### Short task:
Filter the entries below, keeping every line that contains the word "tractor", and copy those lines. Case counts.

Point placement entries
################
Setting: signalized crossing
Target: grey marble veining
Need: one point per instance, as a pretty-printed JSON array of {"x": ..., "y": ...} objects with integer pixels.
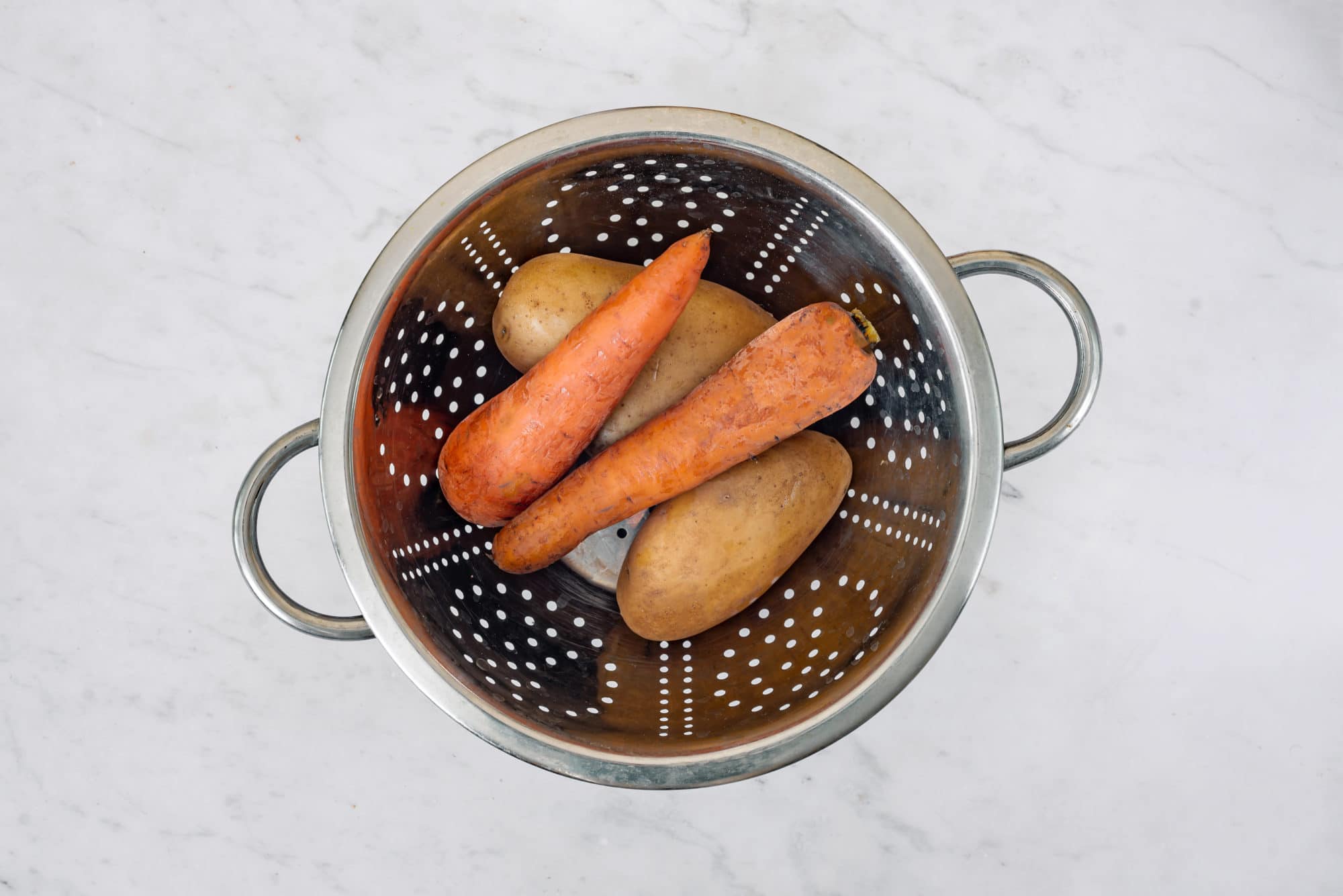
[{"x": 1142, "y": 695}]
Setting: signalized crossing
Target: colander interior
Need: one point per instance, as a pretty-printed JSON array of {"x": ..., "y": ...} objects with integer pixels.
[{"x": 547, "y": 651}]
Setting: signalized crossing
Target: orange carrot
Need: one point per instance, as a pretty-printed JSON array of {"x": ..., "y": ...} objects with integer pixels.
[
  {"x": 515, "y": 446},
  {"x": 800, "y": 370}
]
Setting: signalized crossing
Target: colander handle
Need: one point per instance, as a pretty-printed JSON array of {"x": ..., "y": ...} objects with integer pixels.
[
  {"x": 1086, "y": 333},
  {"x": 340, "y": 628}
]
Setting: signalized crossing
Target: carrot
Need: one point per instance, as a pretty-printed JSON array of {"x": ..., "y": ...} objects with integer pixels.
[
  {"x": 800, "y": 370},
  {"x": 515, "y": 446}
]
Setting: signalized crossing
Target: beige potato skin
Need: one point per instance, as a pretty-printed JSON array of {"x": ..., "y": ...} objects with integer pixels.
[
  {"x": 706, "y": 556},
  {"x": 553, "y": 293}
]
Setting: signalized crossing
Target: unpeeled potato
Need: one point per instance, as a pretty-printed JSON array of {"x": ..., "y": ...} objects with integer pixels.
[
  {"x": 553, "y": 293},
  {"x": 706, "y": 556}
]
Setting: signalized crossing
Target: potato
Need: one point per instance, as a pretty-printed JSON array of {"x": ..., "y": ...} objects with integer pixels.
[
  {"x": 553, "y": 293},
  {"x": 704, "y": 556}
]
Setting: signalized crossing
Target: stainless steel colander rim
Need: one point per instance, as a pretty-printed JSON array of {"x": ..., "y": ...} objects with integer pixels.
[{"x": 973, "y": 379}]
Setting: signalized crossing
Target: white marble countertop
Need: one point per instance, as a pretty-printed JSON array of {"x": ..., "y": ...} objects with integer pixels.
[{"x": 1144, "y": 693}]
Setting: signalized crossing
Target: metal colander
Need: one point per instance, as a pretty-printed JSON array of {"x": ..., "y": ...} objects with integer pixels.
[{"x": 542, "y": 664}]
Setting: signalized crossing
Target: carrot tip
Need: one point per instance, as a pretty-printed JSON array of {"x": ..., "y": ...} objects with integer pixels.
[{"x": 866, "y": 325}]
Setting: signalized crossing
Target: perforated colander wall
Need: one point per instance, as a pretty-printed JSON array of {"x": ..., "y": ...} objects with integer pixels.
[{"x": 549, "y": 648}]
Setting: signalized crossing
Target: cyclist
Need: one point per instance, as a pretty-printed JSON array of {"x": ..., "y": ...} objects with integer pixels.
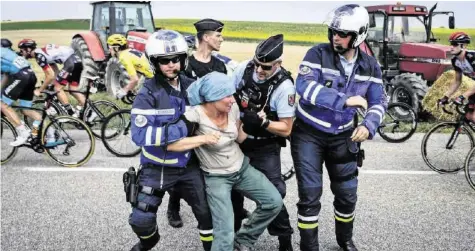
[
  {"x": 47, "y": 58},
  {"x": 464, "y": 64},
  {"x": 18, "y": 83},
  {"x": 133, "y": 60}
]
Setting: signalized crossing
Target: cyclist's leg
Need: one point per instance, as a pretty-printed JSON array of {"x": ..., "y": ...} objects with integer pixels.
[
  {"x": 16, "y": 84},
  {"x": 74, "y": 78},
  {"x": 26, "y": 100},
  {"x": 470, "y": 109}
]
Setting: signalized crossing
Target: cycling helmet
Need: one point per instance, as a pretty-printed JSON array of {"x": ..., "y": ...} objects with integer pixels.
[
  {"x": 459, "y": 37},
  {"x": 165, "y": 43},
  {"x": 27, "y": 43},
  {"x": 350, "y": 18},
  {"x": 6, "y": 43},
  {"x": 117, "y": 40}
]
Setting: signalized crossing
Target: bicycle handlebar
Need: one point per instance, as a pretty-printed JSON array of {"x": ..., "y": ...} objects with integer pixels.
[{"x": 460, "y": 108}]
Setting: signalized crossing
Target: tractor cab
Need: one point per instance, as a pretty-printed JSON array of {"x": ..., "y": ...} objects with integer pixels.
[
  {"x": 121, "y": 17},
  {"x": 394, "y": 25}
]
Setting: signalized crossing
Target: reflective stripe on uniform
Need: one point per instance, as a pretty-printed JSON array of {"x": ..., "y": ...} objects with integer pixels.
[
  {"x": 311, "y": 65},
  {"x": 344, "y": 217},
  {"x": 307, "y": 222},
  {"x": 310, "y": 117},
  {"x": 206, "y": 235},
  {"x": 368, "y": 78},
  {"x": 156, "y": 159},
  {"x": 158, "y": 136},
  {"x": 159, "y": 112}
]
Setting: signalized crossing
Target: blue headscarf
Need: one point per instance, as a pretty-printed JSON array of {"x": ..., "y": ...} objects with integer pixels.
[{"x": 211, "y": 87}]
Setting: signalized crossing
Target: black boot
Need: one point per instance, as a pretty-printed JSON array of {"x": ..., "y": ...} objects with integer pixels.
[
  {"x": 147, "y": 244},
  {"x": 347, "y": 245},
  {"x": 174, "y": 219},
  {"x": 285, "y": 243}
]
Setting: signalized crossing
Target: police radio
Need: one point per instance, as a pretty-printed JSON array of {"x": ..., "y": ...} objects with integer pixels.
[
  {"x": 130, "y": 185},
  {"x": 360, "y": 152}
]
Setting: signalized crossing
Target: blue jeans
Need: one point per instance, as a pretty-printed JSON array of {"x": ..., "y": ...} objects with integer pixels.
[{"x": 255, "y": 186}]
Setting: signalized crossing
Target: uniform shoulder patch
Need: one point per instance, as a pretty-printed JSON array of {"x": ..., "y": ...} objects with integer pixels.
[
  {"x": 140, "y": 120},
  {"x": 291, "y": 99},
  {"x": 304, "y": 70}
]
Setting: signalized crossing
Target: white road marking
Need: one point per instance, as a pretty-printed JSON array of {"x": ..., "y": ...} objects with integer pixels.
[
  {"x": 75, "y": 169},
  {"x": 110, "y": 169}
]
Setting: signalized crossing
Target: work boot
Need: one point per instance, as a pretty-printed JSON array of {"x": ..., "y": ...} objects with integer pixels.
[
  {"x": 174, "y": 219},
  {"x": 239, "y": 247},
  {"x": 347, "y": 245},
  {"x": 285, "y": 243},
  {"x": 147, "y": 244}
]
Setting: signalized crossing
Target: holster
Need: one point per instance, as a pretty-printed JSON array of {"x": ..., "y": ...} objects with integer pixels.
[
  {"x": 360, "y": 153},
  {"x": 130, "y": 179}
]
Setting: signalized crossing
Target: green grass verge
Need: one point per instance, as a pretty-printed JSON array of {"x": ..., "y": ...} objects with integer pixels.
[{"x": 241, "y": 31}]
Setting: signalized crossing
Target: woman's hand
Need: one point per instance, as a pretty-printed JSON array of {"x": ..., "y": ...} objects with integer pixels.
[{"x": 212, "y": 139}]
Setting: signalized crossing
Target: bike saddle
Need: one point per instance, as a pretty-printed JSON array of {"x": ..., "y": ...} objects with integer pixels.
[
  {"x": 92, "y": 78},
  {"x": 49, "y": 93}
]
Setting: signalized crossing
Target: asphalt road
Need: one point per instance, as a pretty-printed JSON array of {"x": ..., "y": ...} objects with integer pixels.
[{"x": 402, "y": 205}]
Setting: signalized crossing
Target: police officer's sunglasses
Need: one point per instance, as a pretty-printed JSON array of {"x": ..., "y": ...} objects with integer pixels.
[
  {"x": 165, "y": 61},
  {"x": 263, "y": 67},
  {"x": 342, "y": 34}
]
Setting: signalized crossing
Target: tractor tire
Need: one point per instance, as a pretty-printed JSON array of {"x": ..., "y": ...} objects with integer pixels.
[
  {"x": 90, "y": 67},
  {"x": 408, "y": 88},
  {"x": 116, "y": 76}
]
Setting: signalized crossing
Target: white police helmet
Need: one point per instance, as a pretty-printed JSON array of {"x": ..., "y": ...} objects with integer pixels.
[
  {"x": 166, "y": 43},
  {"x": 350, "y": 18}
]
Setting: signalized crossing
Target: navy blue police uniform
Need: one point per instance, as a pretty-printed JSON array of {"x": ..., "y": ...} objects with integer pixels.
[{"x": 158, "y": 120}]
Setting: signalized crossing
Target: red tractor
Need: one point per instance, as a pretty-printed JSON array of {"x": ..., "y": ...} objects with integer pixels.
[
  {"x": 132, "y": 19},
  {"x": 400, "y": 38}
]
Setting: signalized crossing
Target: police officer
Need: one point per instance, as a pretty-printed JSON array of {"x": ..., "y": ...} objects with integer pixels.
[
  {"x": 158, "y": 120},
  {"x": 265, "y": 94},
  {"x": 201, "y": 63},
  {"x": 334, "y": 79},
  {"x": 206, "y": 59}
]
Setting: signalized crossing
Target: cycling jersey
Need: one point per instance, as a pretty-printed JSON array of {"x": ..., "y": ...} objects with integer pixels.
[
  {"x": 52, "y": 54},
  {"x": 135, "y": 61},
  {"x": 11, "y": 62},
  {"x": 466, "y": 67}
]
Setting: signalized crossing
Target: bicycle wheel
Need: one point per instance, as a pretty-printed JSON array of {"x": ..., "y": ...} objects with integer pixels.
[
  {"x": 96, "y": 119},
  {"x": 40, "y": 104},
  {"x": 396, "y": 128},
  {"x": 470, "y": 168},
  {"x": 438, "y": 156},
  {"x": 116, "y": 134},
  {"x": 74, "y": 141},
  {"x": 8, "y": 134}
]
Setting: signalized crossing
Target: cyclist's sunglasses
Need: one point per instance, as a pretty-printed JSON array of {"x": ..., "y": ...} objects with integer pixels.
[
  {"x": 263, "y": 67},
  {"x": 342, "y": 34},
  {"x": 165, "y": 61}
]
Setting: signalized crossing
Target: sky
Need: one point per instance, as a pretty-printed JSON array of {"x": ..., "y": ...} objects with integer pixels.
[{"x": 274, "y": 11}]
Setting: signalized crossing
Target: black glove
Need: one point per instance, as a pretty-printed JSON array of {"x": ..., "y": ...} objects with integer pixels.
[
  {"x": 191, "y": 127},
  {"x": 443, "y": 101},
  {"x": 459, "y": 100},
  {"x": 252, "y": 119}
]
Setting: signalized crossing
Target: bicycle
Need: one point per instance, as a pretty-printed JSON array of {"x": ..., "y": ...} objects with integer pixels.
[
  {"x": 399, "y": 123},
  {"x": 469, "y": 168},
  {"x": 56, "y": 127},
  {"x": 93, "y": 113},
  {"x": 116, "y": 131},
  {"x": 445, "y": 135}
]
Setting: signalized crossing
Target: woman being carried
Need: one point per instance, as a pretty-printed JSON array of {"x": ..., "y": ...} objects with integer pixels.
[{"x": 225, "y": 166}]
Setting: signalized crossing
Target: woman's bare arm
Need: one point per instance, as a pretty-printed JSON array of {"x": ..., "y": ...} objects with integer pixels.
[{"x": 241, "y": 134}]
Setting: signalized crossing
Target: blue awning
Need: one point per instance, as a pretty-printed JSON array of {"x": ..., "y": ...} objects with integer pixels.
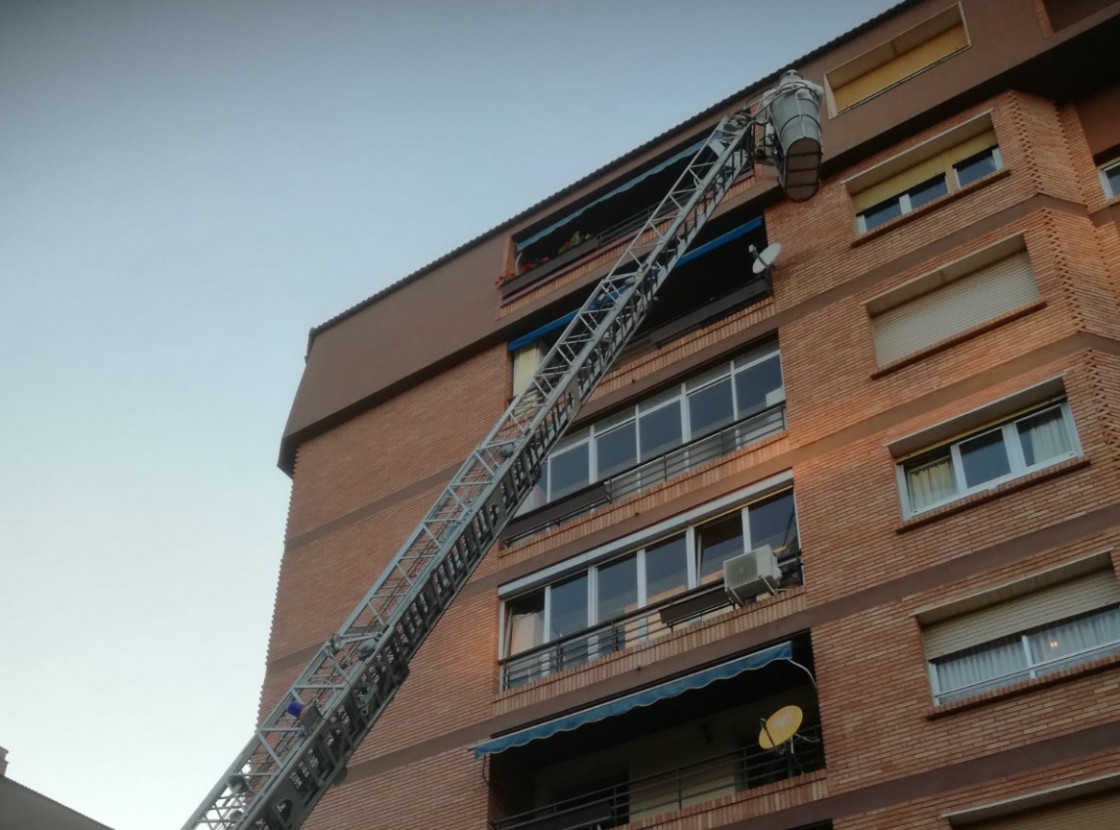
################
### Task solution:
Target: tractor cab
Target: tractor tire
Target: red tractor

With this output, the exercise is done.